What needs to be done: Report how many lines in the records below contain the string "denim", matching case exactly. Give only the number.

-- BEGIN Given entries --

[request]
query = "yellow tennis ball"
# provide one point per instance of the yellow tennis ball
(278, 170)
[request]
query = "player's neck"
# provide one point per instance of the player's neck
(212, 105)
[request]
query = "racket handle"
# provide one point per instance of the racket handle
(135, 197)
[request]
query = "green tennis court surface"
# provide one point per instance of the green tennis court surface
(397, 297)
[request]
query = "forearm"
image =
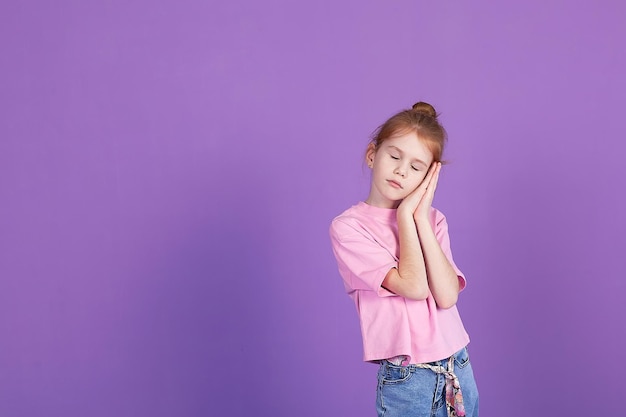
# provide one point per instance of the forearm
(443, 280)
(410, 279)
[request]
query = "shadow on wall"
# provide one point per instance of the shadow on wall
(199, 317)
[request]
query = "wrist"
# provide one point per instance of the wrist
(421, 221)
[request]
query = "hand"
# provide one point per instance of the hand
(423, 208)
(417, 203)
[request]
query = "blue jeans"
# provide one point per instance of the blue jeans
(409, 391)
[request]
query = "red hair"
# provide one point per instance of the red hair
(420, 119)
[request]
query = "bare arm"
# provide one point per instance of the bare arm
(410, 279)
(442, 278)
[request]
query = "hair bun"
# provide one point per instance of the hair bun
(427, 109)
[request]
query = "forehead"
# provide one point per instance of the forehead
(411, 145)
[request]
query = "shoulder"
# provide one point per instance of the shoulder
(437, 217)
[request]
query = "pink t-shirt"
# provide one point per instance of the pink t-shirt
(365, 242)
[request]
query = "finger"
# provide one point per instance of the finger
(431, 186)
(429, 175)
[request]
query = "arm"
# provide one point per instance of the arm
(442, 278)
(411, 279)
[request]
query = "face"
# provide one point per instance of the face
(398, 167)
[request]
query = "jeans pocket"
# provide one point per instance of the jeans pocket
(392, 374)
(461, 358)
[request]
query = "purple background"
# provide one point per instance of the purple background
(168, 172)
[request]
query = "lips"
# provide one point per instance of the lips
(394, 184)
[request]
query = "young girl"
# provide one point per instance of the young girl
(393, 253)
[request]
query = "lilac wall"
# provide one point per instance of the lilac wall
(168, 171)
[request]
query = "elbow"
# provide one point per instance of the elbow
(417, 293)
(447, 302)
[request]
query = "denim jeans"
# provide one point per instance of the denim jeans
(409, 391)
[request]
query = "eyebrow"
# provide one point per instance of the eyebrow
(414, 159)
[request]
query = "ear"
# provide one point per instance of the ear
(370, 154)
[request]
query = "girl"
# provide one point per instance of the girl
(393, 253)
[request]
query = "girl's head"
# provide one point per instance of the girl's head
(422, 120)
(401, 152)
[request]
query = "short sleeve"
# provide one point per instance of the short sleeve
(441, 232)
(363, 263)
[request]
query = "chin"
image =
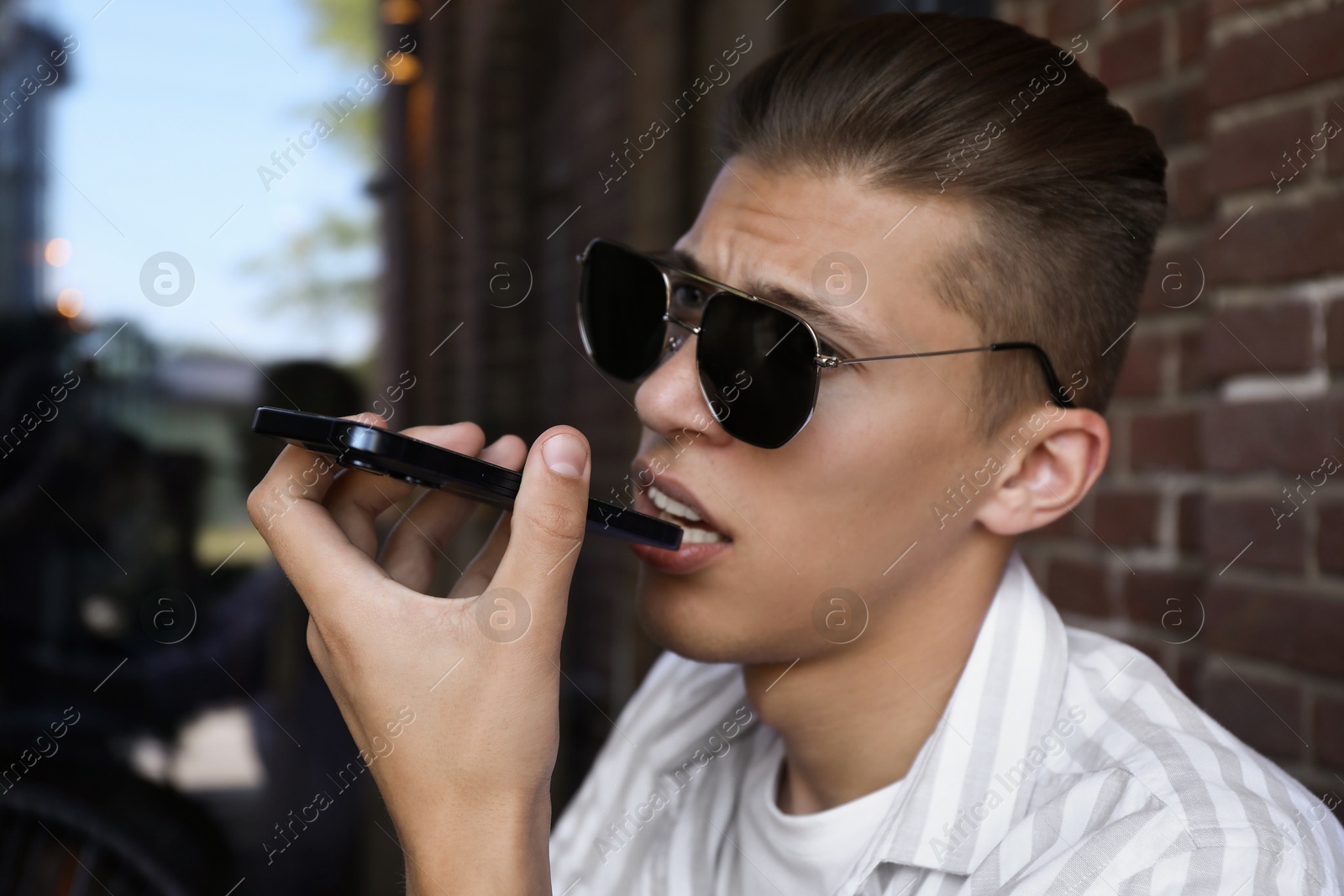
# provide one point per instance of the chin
(698, 625)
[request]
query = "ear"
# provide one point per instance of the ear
(1050, 476)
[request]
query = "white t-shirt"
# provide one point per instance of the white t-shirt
(776, 853)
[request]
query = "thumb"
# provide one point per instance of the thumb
(550, 515)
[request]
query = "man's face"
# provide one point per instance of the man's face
(840, 503)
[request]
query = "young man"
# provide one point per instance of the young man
(864, 692)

-- END Given entries --

Task response: 2